(Image object location entries)
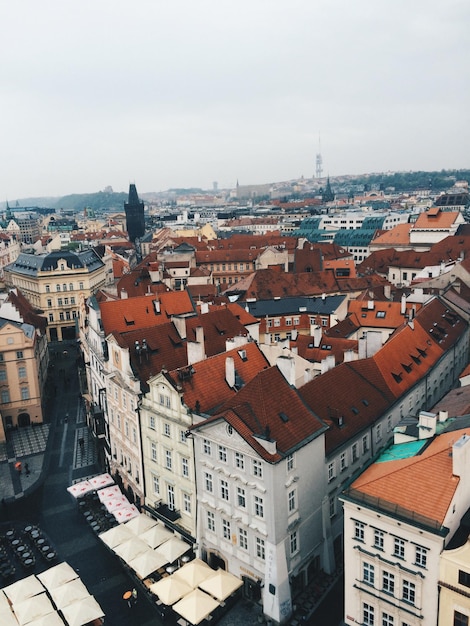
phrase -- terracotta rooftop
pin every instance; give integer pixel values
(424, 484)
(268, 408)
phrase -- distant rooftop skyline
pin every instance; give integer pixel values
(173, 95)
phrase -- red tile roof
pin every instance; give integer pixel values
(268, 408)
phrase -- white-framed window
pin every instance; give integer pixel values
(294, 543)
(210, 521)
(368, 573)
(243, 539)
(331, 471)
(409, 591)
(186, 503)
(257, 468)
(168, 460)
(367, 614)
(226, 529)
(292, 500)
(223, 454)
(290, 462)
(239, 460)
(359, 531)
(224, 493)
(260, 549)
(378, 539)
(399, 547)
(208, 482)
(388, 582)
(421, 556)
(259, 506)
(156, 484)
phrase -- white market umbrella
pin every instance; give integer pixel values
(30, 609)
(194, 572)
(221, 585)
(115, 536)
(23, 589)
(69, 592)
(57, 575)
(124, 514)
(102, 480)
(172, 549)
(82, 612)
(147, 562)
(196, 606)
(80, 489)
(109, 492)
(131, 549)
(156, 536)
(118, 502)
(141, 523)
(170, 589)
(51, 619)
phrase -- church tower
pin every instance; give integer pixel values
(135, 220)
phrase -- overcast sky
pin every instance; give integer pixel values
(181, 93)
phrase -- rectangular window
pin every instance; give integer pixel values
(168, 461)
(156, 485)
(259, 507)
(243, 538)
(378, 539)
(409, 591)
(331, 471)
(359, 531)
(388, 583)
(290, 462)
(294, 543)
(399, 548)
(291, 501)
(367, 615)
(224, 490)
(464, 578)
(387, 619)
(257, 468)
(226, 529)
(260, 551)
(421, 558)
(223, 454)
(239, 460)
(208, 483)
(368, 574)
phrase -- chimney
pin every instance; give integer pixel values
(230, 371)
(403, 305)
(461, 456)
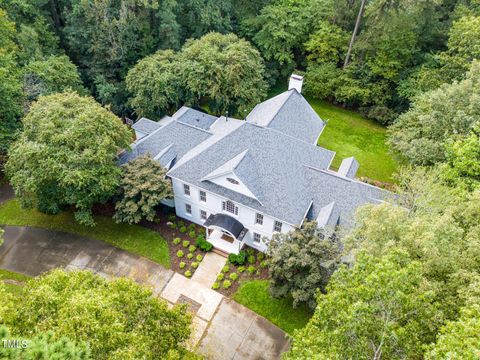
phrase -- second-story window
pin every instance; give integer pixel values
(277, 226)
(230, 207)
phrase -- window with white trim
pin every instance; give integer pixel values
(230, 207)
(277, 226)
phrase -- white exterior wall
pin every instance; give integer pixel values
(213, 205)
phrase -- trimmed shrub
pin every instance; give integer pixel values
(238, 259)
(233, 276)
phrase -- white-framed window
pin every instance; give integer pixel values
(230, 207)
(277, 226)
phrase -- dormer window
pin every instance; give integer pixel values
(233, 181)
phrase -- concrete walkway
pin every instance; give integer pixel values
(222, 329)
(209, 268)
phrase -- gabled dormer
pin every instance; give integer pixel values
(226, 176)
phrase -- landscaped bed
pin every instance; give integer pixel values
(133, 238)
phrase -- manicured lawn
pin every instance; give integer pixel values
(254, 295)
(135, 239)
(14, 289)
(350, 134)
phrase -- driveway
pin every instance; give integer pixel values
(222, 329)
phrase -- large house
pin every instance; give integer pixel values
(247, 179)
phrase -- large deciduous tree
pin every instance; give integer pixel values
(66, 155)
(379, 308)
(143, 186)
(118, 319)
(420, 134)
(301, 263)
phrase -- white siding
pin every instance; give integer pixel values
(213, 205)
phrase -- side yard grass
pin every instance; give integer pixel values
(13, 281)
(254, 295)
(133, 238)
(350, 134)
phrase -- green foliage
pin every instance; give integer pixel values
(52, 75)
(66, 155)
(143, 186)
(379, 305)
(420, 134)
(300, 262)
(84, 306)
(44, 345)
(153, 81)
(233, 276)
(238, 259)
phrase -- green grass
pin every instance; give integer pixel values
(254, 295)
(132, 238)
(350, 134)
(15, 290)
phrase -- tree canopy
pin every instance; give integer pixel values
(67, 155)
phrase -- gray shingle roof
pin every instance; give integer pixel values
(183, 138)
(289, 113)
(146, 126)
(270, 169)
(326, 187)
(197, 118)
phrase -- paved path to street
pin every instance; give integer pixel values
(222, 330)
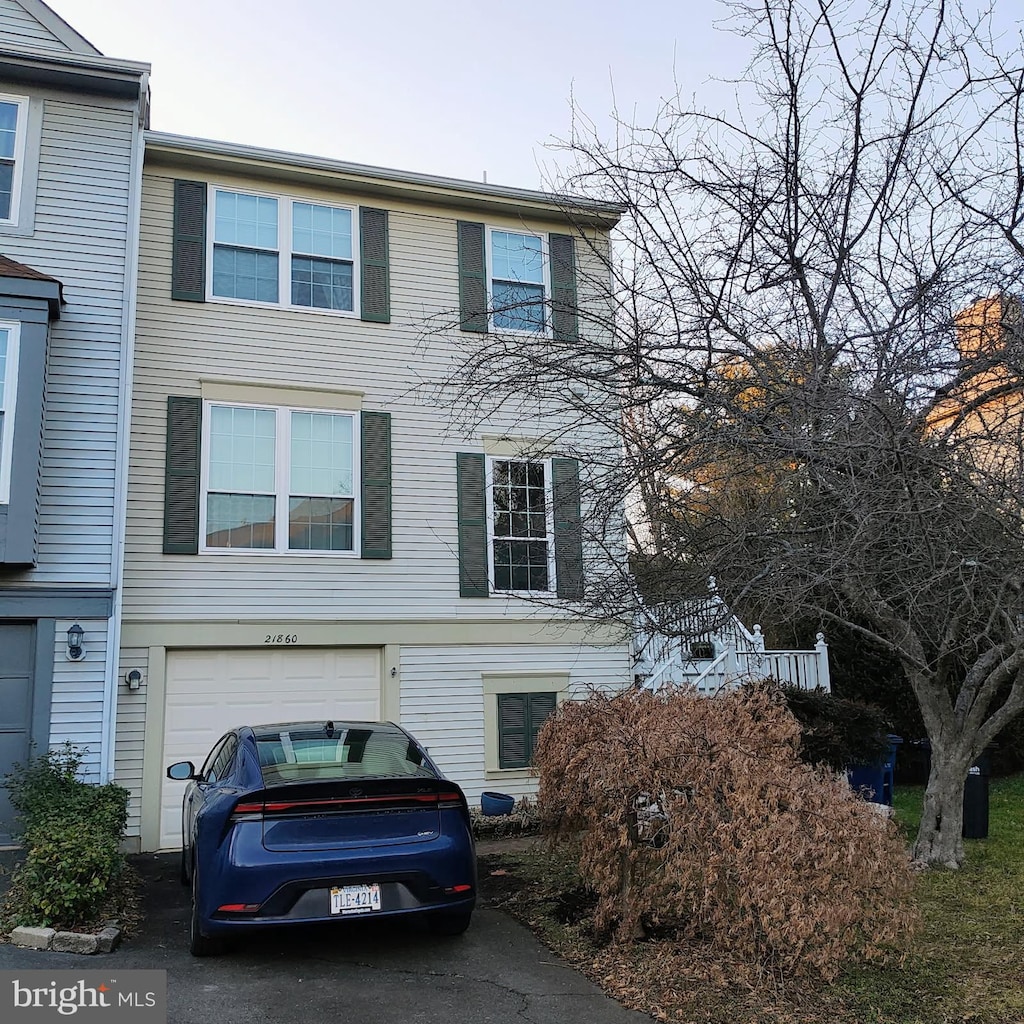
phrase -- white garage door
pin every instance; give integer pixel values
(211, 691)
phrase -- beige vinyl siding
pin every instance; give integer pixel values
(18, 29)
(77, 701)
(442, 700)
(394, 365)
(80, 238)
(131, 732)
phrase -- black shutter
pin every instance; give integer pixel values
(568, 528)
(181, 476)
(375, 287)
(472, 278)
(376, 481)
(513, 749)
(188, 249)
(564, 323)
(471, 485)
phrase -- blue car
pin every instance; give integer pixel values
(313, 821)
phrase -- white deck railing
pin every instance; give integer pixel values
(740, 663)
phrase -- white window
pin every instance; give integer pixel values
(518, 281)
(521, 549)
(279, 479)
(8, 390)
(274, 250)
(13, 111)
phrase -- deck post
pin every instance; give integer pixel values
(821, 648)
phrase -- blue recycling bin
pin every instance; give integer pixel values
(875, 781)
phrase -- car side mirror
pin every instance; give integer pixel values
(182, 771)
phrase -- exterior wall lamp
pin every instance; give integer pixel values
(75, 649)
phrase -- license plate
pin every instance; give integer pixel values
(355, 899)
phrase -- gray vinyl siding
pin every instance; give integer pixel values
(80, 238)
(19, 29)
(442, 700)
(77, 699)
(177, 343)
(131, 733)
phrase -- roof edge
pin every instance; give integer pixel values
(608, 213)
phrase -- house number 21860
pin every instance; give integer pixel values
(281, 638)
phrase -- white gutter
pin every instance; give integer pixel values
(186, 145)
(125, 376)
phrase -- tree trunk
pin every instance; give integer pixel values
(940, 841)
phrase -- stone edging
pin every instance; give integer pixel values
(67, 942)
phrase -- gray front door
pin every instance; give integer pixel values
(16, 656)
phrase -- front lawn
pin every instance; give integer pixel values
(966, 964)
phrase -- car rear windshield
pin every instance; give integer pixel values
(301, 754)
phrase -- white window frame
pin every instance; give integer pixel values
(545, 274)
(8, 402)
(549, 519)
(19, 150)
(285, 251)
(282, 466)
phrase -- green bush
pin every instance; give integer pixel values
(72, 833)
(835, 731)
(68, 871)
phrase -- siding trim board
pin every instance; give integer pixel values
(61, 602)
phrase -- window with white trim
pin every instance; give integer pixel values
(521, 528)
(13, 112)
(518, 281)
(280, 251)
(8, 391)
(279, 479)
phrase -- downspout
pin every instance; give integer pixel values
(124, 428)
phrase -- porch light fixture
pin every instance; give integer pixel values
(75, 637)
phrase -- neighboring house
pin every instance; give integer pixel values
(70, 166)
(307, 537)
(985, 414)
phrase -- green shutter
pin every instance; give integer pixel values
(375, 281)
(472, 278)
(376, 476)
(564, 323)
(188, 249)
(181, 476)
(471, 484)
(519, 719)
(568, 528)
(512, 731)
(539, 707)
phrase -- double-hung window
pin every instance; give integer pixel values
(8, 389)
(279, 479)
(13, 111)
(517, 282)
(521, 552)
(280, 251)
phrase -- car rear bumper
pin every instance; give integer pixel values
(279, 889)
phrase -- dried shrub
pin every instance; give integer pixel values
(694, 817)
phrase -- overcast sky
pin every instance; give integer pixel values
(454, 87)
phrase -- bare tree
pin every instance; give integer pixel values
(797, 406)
--
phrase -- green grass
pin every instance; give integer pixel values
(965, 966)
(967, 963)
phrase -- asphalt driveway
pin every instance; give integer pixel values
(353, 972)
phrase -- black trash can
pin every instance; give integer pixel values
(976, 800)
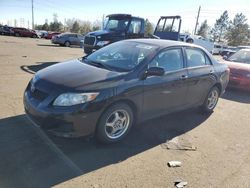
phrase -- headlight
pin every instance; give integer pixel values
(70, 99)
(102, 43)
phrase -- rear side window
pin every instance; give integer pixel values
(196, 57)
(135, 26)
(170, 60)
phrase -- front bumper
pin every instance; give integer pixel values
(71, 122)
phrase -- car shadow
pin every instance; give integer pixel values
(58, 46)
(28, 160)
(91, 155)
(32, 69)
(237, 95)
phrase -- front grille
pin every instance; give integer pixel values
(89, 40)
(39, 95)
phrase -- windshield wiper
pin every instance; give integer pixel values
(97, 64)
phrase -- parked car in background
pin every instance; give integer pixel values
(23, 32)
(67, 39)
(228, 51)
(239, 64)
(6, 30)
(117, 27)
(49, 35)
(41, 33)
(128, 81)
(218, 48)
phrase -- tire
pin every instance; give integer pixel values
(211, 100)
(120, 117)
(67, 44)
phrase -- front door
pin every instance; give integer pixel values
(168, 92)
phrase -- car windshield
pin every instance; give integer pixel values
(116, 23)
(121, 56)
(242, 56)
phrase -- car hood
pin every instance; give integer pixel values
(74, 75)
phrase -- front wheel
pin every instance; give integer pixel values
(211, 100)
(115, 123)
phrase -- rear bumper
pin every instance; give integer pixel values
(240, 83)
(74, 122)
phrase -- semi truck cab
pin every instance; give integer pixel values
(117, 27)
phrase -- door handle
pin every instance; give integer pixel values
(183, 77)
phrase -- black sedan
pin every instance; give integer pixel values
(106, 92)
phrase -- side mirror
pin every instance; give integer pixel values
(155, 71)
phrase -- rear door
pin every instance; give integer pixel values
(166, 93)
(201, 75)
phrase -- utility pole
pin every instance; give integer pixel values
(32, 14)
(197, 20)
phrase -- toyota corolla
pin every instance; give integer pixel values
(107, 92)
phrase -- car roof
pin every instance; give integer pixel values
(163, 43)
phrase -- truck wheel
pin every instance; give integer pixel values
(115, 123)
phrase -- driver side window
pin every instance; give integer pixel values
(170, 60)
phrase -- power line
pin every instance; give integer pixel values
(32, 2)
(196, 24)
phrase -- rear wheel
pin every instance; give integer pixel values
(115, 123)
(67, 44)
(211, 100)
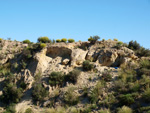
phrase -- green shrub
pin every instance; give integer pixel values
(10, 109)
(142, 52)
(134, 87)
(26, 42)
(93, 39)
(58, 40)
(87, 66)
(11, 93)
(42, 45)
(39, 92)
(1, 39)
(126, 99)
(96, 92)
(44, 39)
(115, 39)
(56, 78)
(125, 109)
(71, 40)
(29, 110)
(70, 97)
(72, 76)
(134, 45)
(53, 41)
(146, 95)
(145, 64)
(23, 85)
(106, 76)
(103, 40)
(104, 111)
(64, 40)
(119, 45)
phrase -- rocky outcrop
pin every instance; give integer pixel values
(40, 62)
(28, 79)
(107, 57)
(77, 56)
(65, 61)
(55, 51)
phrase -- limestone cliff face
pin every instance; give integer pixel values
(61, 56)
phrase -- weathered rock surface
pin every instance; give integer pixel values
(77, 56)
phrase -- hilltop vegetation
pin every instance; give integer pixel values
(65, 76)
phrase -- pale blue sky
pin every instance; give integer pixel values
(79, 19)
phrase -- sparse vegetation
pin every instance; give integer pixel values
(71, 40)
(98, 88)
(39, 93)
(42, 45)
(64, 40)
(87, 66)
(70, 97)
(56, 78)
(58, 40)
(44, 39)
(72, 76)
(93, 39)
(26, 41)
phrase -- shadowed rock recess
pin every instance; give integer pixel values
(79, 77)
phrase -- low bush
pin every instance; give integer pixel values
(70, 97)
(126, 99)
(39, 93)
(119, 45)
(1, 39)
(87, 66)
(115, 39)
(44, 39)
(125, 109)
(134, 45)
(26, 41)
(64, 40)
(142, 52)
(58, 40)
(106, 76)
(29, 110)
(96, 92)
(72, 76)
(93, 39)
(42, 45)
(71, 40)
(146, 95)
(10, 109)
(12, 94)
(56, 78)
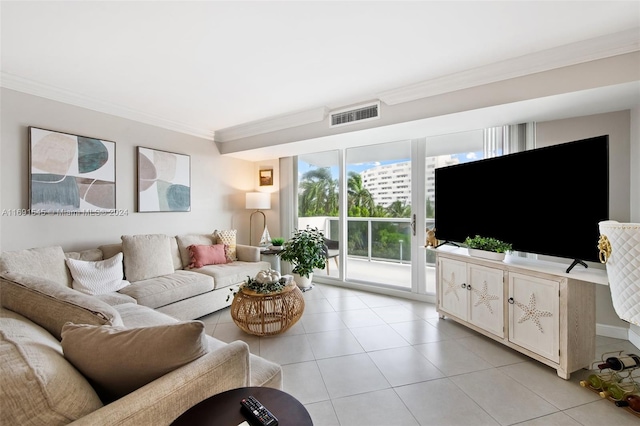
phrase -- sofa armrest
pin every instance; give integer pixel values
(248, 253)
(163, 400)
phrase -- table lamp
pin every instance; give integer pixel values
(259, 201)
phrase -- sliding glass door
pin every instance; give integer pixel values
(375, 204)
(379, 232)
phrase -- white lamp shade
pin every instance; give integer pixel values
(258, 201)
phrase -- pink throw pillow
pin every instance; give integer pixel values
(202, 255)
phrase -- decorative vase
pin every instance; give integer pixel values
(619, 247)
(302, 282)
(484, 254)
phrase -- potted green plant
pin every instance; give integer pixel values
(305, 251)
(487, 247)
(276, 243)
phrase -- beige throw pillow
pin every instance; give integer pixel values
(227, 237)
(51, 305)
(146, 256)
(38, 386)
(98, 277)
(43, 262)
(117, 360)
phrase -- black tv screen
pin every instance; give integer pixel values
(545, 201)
==
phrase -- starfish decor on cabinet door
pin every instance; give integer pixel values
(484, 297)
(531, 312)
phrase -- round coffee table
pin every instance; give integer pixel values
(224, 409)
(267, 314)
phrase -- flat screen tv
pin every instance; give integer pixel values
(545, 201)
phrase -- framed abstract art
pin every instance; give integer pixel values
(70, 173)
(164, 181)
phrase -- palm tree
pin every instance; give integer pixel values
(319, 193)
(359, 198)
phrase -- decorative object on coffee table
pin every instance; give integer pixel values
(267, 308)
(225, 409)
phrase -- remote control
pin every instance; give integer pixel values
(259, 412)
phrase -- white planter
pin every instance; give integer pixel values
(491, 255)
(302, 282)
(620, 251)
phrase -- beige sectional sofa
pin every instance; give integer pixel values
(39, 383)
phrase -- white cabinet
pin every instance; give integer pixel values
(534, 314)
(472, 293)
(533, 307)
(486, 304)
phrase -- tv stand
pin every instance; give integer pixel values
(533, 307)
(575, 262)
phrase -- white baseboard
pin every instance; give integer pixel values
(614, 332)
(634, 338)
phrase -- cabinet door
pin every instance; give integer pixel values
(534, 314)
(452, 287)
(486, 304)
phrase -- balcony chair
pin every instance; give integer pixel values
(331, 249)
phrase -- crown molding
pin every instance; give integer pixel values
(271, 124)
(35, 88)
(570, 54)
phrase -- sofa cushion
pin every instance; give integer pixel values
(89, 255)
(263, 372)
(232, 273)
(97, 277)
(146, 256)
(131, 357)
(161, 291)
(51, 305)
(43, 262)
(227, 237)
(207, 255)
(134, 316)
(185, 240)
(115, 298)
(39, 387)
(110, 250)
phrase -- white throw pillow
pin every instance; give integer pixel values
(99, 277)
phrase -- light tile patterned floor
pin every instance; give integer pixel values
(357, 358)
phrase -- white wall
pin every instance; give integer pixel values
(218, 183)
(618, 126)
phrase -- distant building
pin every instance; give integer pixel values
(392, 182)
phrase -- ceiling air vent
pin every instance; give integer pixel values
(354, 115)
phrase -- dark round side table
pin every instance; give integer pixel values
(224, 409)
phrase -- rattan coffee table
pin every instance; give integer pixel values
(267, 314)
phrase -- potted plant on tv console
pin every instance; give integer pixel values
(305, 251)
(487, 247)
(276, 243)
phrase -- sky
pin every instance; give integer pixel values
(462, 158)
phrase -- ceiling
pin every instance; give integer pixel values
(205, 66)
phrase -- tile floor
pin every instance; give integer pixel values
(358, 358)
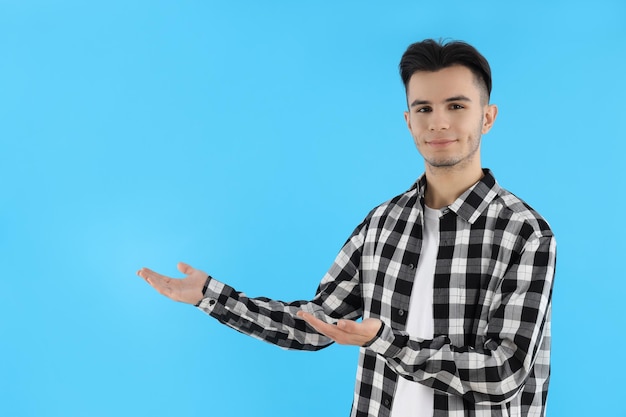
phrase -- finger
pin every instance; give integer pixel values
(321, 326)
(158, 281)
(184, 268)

Short problem: Count the lines above that contain the string "front", with case counting, and give only the number.

Full solution: 6